-- Start of Available records --

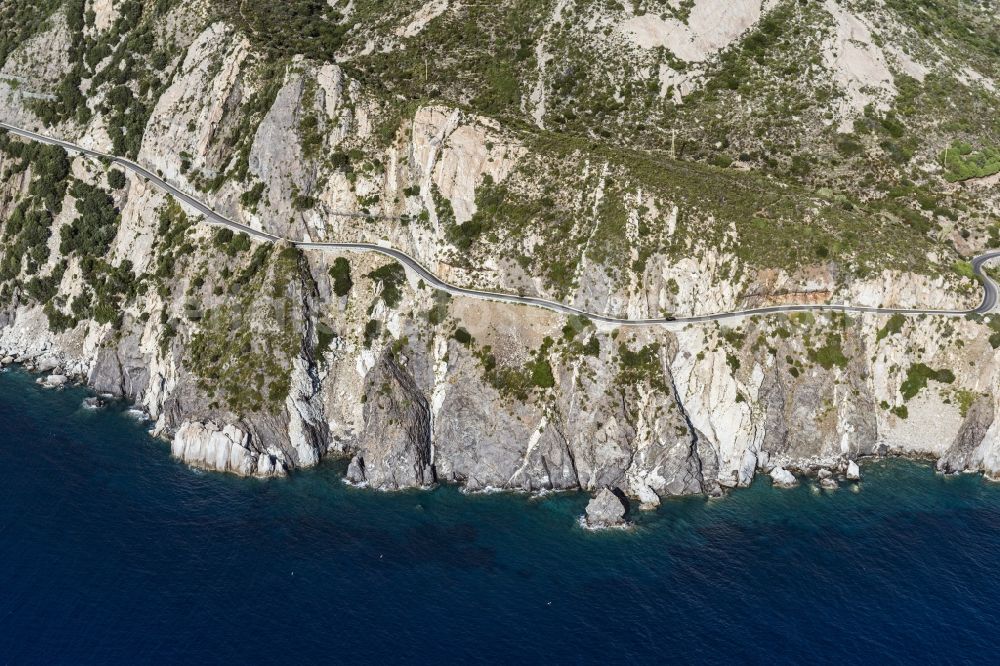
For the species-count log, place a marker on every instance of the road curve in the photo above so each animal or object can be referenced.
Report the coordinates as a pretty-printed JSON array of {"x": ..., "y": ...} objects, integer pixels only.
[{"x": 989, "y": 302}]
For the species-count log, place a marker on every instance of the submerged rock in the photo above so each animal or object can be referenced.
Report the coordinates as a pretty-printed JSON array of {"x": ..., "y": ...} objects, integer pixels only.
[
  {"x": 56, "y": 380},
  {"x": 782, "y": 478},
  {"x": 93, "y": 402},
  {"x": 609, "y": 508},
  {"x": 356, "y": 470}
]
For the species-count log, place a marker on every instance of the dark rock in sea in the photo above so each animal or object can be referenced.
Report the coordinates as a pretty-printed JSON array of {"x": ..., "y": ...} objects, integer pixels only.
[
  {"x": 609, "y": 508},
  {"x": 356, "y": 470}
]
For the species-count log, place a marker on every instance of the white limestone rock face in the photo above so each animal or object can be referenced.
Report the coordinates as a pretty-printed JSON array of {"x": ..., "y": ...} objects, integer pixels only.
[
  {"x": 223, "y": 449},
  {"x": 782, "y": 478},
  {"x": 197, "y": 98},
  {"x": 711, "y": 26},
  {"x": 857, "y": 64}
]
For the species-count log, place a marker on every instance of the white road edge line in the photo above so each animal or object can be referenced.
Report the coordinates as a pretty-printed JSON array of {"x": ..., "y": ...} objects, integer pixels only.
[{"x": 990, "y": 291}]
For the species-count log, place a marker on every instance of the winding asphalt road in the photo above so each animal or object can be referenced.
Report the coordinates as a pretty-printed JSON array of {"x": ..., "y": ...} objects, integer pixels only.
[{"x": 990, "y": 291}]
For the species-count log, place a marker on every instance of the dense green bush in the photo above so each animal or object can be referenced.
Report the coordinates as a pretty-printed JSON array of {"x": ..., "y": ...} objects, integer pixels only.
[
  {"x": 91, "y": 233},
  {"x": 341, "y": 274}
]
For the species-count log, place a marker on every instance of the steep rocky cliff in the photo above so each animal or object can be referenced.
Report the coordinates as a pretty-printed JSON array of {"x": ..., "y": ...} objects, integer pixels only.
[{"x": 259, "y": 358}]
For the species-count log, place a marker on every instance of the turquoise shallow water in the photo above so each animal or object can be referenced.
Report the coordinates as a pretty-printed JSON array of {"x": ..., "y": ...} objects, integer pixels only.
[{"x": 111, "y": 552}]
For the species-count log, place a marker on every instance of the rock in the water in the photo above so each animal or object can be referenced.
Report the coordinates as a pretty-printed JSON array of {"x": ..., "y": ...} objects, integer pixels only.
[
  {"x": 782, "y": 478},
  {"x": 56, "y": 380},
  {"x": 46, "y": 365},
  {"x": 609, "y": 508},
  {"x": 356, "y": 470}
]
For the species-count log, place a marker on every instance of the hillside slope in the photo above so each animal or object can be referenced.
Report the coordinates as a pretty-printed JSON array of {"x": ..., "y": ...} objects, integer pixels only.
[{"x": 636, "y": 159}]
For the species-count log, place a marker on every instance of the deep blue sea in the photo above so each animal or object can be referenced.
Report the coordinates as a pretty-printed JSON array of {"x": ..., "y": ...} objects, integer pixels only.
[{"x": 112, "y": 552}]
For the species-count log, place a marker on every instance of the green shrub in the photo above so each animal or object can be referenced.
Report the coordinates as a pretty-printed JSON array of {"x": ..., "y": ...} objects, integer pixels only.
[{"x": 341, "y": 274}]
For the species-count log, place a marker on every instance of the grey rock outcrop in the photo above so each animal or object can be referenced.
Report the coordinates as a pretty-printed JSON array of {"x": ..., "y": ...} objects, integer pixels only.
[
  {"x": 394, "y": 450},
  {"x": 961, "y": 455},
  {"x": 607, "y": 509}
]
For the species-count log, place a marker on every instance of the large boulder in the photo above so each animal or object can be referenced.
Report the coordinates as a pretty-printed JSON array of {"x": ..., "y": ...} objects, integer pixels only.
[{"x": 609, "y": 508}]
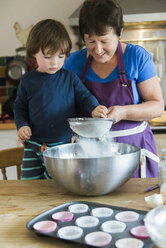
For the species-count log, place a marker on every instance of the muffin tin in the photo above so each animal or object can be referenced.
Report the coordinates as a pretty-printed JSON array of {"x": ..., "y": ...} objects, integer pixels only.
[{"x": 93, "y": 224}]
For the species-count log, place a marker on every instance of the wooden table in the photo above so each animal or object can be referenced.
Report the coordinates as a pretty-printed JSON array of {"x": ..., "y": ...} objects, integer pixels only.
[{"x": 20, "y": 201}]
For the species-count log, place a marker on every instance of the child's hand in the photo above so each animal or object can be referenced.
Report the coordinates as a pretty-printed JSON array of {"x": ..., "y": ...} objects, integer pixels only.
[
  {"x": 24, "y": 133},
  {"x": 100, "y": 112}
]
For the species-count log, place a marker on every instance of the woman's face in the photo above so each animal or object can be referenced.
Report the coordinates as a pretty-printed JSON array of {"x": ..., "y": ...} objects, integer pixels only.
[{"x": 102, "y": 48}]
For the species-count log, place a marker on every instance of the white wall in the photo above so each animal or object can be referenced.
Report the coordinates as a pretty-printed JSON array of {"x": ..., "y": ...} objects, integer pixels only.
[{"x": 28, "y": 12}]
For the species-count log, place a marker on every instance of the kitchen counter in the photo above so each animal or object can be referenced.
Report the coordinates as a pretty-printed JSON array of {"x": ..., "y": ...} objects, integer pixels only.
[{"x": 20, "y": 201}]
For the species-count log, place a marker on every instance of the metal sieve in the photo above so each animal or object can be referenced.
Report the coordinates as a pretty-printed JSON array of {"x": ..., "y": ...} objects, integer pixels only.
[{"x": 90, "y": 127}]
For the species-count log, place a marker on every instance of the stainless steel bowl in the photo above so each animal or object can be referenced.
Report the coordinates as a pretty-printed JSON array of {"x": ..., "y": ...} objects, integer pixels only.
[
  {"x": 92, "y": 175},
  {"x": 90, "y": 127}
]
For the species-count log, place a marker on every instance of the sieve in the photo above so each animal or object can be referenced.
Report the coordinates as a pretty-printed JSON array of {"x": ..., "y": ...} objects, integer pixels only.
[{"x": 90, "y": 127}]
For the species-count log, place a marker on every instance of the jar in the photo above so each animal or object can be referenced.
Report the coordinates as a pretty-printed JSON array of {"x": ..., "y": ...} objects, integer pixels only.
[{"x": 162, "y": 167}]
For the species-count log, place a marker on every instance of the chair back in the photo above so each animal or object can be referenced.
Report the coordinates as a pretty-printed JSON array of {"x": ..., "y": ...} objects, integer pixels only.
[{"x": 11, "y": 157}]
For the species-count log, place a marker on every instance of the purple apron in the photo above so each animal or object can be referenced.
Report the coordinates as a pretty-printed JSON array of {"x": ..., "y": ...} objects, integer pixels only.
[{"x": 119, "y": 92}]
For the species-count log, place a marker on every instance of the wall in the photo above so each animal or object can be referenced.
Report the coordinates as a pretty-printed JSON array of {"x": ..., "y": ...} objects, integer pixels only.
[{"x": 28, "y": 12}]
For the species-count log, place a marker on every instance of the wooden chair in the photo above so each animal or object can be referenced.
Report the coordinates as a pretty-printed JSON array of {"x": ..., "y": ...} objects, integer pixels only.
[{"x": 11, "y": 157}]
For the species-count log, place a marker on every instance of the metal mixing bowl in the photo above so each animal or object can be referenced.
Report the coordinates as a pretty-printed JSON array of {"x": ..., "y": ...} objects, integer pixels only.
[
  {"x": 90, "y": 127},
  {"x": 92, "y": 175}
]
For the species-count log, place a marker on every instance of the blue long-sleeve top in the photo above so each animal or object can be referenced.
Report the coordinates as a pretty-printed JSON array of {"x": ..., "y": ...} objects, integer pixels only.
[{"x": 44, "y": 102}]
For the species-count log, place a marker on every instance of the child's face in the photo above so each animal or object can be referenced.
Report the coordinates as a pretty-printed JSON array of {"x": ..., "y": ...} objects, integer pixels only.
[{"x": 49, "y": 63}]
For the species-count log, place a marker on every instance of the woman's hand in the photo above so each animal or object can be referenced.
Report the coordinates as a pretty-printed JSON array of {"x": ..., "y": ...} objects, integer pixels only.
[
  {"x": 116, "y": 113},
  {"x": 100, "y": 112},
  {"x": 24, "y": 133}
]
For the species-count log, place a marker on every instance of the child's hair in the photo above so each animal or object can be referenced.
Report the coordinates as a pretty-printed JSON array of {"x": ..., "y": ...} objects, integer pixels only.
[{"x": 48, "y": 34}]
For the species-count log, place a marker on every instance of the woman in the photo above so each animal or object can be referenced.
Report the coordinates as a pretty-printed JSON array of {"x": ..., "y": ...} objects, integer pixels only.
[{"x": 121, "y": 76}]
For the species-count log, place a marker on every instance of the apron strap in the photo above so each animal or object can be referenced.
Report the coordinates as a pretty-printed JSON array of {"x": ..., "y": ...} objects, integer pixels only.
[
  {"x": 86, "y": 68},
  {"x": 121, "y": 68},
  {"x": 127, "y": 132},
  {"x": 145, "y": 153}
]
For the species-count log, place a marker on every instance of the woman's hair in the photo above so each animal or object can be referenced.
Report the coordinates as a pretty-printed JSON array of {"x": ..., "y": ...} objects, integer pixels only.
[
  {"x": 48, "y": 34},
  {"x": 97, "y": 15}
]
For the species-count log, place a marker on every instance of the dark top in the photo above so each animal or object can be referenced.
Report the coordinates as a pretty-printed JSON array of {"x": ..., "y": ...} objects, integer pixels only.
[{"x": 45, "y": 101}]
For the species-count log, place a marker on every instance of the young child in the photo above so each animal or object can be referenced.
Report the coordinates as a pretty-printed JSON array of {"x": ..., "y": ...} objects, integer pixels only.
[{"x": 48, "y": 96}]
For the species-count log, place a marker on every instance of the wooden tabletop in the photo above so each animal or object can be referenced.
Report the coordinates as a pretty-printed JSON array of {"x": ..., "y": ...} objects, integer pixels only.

-- End of Available records --
-- Start of Available records --

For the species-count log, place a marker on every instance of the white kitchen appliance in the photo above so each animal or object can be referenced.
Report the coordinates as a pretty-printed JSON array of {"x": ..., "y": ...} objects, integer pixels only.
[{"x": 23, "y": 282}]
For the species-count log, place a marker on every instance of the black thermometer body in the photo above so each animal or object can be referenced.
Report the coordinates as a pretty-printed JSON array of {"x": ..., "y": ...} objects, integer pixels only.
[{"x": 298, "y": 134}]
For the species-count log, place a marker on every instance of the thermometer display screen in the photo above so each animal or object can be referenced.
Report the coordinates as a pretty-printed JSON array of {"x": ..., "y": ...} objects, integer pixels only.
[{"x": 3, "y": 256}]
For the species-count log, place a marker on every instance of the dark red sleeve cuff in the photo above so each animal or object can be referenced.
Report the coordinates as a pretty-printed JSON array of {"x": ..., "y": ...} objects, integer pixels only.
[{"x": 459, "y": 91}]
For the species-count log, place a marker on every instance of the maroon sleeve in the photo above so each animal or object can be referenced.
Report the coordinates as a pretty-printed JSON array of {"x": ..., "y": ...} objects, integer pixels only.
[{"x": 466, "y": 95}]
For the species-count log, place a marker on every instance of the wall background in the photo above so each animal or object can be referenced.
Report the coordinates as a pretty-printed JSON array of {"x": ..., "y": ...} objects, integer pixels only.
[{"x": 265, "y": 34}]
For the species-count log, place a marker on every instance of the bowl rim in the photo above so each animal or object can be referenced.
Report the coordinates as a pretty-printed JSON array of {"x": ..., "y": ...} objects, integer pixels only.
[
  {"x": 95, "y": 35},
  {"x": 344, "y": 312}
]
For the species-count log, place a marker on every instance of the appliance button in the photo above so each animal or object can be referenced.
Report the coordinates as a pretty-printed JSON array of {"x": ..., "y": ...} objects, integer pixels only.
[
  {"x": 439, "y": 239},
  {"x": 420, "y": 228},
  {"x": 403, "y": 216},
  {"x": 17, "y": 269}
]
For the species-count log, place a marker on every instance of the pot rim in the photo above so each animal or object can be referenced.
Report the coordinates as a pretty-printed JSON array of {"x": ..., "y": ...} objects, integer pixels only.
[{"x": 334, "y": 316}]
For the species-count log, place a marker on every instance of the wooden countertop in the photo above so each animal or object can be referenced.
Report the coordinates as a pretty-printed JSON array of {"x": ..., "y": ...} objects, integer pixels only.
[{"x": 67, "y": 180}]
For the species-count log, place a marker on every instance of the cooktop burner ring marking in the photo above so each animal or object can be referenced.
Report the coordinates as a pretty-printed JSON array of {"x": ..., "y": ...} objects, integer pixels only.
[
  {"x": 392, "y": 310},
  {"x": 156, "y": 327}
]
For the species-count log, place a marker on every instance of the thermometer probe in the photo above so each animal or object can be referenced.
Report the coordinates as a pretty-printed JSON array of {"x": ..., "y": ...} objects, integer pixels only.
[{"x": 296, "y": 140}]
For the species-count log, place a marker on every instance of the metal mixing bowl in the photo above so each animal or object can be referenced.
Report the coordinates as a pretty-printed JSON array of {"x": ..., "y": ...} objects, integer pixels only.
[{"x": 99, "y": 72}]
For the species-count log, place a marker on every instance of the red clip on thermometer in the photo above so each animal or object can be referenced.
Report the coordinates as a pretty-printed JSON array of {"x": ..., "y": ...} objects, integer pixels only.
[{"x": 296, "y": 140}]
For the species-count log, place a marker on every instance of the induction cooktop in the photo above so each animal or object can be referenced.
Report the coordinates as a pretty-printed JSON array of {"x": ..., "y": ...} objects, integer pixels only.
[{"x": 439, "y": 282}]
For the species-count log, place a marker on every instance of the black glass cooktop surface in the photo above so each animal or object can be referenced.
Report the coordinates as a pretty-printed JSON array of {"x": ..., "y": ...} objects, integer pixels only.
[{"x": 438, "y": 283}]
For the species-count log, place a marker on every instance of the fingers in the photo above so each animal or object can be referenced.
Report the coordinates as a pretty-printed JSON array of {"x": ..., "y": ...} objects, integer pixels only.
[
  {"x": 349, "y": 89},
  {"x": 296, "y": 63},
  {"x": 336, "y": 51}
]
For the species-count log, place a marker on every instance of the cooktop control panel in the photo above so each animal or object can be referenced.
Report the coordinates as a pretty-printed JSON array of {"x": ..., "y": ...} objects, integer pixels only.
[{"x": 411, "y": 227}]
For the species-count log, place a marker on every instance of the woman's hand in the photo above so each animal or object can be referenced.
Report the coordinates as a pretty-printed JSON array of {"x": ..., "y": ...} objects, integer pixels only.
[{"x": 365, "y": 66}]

-- End of Available records --
-- Start of Available records --

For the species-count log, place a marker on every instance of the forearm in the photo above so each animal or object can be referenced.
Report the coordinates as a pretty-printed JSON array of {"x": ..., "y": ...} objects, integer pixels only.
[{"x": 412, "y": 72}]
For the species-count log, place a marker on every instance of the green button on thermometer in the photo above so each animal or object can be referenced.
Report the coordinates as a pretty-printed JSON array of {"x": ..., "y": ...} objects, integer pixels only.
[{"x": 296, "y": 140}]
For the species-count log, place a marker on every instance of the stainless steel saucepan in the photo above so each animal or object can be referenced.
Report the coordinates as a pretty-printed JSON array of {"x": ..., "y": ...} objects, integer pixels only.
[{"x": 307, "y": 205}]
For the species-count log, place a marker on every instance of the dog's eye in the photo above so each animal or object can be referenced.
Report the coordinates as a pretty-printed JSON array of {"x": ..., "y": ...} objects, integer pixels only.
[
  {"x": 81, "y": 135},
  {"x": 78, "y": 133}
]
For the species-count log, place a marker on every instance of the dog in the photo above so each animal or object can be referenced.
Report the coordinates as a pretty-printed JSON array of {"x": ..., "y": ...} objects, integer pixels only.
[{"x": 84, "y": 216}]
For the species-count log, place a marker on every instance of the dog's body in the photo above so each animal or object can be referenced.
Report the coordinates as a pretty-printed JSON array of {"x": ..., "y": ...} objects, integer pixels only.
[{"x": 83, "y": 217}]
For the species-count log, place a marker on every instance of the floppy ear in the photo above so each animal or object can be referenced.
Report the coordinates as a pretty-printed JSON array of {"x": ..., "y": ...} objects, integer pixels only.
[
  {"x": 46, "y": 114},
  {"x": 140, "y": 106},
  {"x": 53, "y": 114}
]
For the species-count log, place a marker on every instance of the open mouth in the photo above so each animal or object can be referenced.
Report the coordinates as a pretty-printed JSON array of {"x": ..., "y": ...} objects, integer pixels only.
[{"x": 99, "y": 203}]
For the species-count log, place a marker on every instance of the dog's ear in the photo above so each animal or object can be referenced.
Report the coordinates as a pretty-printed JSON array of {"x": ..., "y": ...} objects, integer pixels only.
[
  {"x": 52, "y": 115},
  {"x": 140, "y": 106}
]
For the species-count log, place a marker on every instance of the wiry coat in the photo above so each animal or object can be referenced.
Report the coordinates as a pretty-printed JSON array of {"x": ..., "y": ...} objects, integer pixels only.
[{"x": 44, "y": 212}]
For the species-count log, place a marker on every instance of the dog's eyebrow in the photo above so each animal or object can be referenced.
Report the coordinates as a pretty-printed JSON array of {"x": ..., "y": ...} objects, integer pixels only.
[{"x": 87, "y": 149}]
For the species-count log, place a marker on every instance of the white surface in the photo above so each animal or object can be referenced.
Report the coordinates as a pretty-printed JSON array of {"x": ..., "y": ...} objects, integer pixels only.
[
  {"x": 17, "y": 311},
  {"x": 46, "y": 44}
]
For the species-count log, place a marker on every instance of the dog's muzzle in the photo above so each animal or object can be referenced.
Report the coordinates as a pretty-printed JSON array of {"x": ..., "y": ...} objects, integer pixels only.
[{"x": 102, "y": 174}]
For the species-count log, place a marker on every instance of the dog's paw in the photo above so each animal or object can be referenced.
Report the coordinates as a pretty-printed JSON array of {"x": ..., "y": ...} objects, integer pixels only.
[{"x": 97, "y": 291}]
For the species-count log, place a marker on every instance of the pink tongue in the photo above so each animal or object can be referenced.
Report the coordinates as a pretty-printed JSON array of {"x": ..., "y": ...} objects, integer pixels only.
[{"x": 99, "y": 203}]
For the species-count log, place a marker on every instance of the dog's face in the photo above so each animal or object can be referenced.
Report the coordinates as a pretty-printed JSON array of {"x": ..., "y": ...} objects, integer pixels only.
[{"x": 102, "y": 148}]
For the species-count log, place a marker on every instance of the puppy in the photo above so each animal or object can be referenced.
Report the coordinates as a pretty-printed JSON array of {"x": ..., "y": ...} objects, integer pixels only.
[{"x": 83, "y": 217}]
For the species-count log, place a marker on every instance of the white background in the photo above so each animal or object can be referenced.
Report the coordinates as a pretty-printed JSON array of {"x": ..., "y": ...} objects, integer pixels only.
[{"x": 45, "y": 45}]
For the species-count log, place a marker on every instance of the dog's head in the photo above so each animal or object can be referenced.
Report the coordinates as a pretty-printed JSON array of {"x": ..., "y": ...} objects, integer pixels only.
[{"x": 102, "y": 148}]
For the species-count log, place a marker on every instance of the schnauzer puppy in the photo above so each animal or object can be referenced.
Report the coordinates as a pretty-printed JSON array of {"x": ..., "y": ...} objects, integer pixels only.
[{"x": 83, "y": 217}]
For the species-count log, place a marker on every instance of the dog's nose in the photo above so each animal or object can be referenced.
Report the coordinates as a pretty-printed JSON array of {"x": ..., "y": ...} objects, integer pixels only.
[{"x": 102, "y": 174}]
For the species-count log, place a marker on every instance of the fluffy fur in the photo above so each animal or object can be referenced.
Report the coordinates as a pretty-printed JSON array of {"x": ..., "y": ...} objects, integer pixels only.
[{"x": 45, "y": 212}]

-- End of Available records --

*Goal of the exercise*. Pick out every line in the records above that contains the word "steel" and copy each of those lines in full.

*Result*.
For the species-count log, place a marker on every instance of the stainless steel bowl in the photo above so each animal or object can be referenced.
For the species-count log, place a marker on every instance of the stainless steel saucepan in the photo above so each animal or object can be referenced.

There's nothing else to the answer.